_WHAT THE TASK ASKS_
Copy each of the following lines verbatim, keeping their original order.

◆ ◆ ◆ ◆ ◆

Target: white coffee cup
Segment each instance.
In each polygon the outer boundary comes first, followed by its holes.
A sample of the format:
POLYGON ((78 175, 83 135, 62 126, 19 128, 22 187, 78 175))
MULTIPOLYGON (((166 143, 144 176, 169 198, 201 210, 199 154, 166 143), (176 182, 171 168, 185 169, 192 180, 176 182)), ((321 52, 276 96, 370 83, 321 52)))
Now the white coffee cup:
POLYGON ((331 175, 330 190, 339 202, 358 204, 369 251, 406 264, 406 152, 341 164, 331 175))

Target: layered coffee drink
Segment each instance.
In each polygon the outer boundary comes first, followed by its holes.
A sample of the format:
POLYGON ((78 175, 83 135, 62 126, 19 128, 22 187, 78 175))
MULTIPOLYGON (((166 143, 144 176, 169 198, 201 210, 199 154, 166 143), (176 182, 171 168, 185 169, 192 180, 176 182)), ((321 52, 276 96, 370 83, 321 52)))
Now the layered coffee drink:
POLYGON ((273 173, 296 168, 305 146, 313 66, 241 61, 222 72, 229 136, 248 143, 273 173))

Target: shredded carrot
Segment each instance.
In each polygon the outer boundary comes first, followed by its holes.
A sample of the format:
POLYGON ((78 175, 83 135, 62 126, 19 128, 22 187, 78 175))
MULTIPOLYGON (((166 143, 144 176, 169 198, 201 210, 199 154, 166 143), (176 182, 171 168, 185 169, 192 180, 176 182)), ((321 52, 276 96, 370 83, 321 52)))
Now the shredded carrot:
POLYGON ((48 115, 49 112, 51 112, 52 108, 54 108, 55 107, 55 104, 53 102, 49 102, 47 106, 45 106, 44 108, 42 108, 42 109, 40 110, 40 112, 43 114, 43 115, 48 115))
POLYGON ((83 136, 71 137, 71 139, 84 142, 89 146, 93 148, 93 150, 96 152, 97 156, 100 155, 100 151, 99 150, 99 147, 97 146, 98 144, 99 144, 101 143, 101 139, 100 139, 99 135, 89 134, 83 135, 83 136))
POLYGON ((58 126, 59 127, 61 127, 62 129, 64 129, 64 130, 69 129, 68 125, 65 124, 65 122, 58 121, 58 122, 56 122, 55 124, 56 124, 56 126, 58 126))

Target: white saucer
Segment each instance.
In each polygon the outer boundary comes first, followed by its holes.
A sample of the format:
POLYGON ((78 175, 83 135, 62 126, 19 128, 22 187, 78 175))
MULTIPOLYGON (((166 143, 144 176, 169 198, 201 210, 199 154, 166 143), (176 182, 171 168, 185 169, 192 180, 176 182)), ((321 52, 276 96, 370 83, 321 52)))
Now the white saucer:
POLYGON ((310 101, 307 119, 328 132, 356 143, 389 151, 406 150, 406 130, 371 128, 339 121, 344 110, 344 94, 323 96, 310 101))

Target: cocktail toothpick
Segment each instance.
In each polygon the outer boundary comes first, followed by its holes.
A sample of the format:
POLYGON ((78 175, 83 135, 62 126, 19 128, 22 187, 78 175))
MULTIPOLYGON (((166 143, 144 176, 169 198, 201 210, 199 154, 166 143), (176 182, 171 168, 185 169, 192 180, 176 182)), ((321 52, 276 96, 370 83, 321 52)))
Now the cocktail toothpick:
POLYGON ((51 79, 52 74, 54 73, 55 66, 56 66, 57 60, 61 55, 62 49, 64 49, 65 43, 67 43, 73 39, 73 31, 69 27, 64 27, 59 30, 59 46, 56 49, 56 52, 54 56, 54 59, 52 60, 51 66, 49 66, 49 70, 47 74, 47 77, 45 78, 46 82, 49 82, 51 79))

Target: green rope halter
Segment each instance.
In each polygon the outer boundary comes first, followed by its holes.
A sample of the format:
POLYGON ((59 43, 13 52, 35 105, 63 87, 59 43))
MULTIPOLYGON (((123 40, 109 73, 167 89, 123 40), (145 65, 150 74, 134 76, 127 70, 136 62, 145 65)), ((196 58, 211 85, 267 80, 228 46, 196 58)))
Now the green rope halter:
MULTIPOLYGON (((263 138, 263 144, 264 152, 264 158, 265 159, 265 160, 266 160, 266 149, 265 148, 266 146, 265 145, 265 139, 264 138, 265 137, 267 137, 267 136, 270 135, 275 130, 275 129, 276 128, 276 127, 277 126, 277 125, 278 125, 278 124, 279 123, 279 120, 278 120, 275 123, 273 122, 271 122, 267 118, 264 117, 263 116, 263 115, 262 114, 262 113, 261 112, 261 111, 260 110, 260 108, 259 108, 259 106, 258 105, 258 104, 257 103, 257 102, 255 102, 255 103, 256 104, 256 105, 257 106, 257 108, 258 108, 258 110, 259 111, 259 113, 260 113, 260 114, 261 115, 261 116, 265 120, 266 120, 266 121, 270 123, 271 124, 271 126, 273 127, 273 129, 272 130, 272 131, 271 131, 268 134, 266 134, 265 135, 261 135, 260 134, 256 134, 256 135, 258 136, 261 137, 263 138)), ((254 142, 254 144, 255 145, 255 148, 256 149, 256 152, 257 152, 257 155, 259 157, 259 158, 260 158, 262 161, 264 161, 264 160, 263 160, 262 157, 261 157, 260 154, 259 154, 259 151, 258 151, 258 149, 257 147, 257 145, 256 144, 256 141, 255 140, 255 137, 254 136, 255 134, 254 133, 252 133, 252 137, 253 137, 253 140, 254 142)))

◆ ◆ ◆ ◆ ◆

_FINAL RESULT_
Target: white coffee cup
Segment each instance.
In each polygon the outer boundary comes first, followed by its holes.
A sample of the format:
POLYGON ((78 175, 83 135, 62 126, 19 128, 22 187, 78 175))
MULTIPOLYGON (((166 143, 144 176, 169 198, 201 210, 199 154, 166 143), (176 182, 171 168, 185 169, 192 180, 176 182)), ((321 52, 276 96, 370 83, 321 52)))
Now the white coffee cup:
POLYGON ((331 175, 330 190, 339 202, 358 204, 369 251, 406 264, 406 152, 341 164, 331 175))

Target: layered coffee drink
Segment each instance.
In each polygon the outer boundary comes first, followed by its holes.
A sample of the format:
POLYGON ((78 175, 83 135, 62 126, 19 128, 22 187, 78 175))
MULTIPOLYGON (((166 143, 144 176, 169 198, 201 210, 199 154, 166 143), (176 182, 171 168, 185 169, 192 180, 176 182)), ((321 52, 276 96, 370 83, 321 52)))
Now the layered coffee drink:
POLYGON ((273 173, 296 168, 305 146, 313 66, 241 61, 222 72, 229 136, 248 143, 273 173))

Target: shredded carrot
Segment each instance.
In each polygon the outer boundary comes first, followed by its holes.
A sample of the format:
POLYGON ((78 175, 83 135, 62 126, 19 128, 22 187, 78 175))
MULTIPOLYGON (((166 143, 144 176, 169 198, 201 210, 199 154, 166 143), (176 182, 171 168, 185 169, 192 180, 176 182)), ((321 52, 276 96, 370 83, 321 52)))
Now the shredded carrot:
POLYGON ((48 115, 49 112, 51 112, 52 108, 54 108, 55 107, 55 104, 53 102, 49 102, 47 106, 45 106, 44 108, 42 108, 42 109, 40 110, 40 112, 43 114, 43 115, 48 115))
POLYGON ((83 136, 71 137, 71 139, 84 142, 89 146, 93 148, 93 150, 96 152, 97 156, 100 155, 100 151, 99 150, 99 147, 97 146, 98 144, 99 144, 101 143, 101 139, 100 139, 99 135, 89 134, 83 135, 83 136))
POLYGON ((58 126, 59 127, 61 127, 62 129, 64 129, 64 130, 69 129, 68 125, 65 124, 65 122, 58 121, 58 122, 56 122, 55 124, 56 124, 56 126, 58 126))

Target: white saucer
Segment each instance.
In each polygon the outer boundary comes first, followed by its holes.
A sample of the format:
POLYGON ((78 175, 83 135, 62 126, 19 128, 22 187, 78 175))
MULTIPOLYGON (((166 143, 144 176, 169 198, 201 210, 199 154, 166 143), (176 182, 171 168, 185 169, 192 180, 176 182)), ((321 52, 276 96, 370 83, 321 52)))
Now the white saucer:
POLYGON ((310 101, 307 119, 328 132, 356 143, 389 151, 406 150, 406 130, 371 128, 339 121, 344 110, 344 94, 323 96, 310 101))

Target: cocktail toothpick
Segment each instance.
In each polygon the outer boundary comes first, followed by its holes.
A sample of the format:
POLYGON ((78 175, 83 135, 62 126, 19 128, 22 187, 78 175))
MULTIPOLYGON (((166 143, 144 176, 169 198, 201 210, 199 154, 166 143), (176 182, 171 168, 185 169, 192 180, 176 182)), ((321 52, 276 96, 370 83, 321 52)))
Now the cocktail toothpick:
POLYGON ((51 79, 52 74, 54 73, 55 66, 56 66, 57 60, 61 55, 62 49, 64 49, 65 43, 67 43, 73 39, 73 31, 69 27, 64 27, 59 30, 59 46, 56 49, 56 52, 54 56, 54 59, 52 60, 51 66, 49 66, 49 70, 47 74, 47 77, 45 78, 46 82, 49 82, 51 79))

Target: green rope halter
Segment each instance.
In each polygon the outer boundary comes first, followed by its holes.
A sample of the format:
POLYGON ((59 43, 13 52, 35 105, 63 87, 59 43))
MULTIPOLYGON (((123 40, 109 73, 167 89, 123 40), (145 65, 150 74, 134 76, 127 70, 136 62, 145 65)), ((196 58, 211 85, 267 80, 228 46, 196 58)))
Now the green rope halter:
MULTIPOLYGON (((263 138, 263 144, 264 152, 264 158, 265 159, 265 160, 266 160, 266 149, 265 148, 266 146, 265 145, 265 139, 264 138, 265 137, 267 137, 267 136, 270 135, 275 130, 275 129, 276 128, 276 127, 277 126, 277 125, 278 125, 278 124, 279 123, 279 120, 278 120, 275 123, 273 122, 271 122, 267 118, 264 117, 263 116, 263 115, 262 114, 262 113, 261 112, 261 111, 260 110, 260 108, 259 108, 259 106, 258 105, 258 104, 257 103, 257 102, 255 102, 255 103, 256 104, 256 105, 257 106, 257 108, 258 108, 258 110, 259 111, 259 113, 260 113, 260 114, 261 115, 261 116, 265 120, 266 120, 266 121, 270 123, 271 124, 271 126, 273 127, 273 129, 272 130, 272 131, 271 131, 268 134, 266 134, 265 135, 261 135, 260 134, 256 134, 256 135, 258 136, 261 137, 263 138)), ((254 142, 254 144, 255 145, 255 148, 256 149, 256 152, 257 152, 257 155, 259 157, 259 158, 260 158, 262 161, 264 161, 264 160, 263 160, 262 157, 261 157, 260 154, 259 154, 259 151, 258 151, 258 149, 257 147, 257 145, 256 144, 256 141, 255 140, 255 137, 254 136, 255 134, 254 133, 252 133, 252 137, 253 137, 253 140, 254 142)))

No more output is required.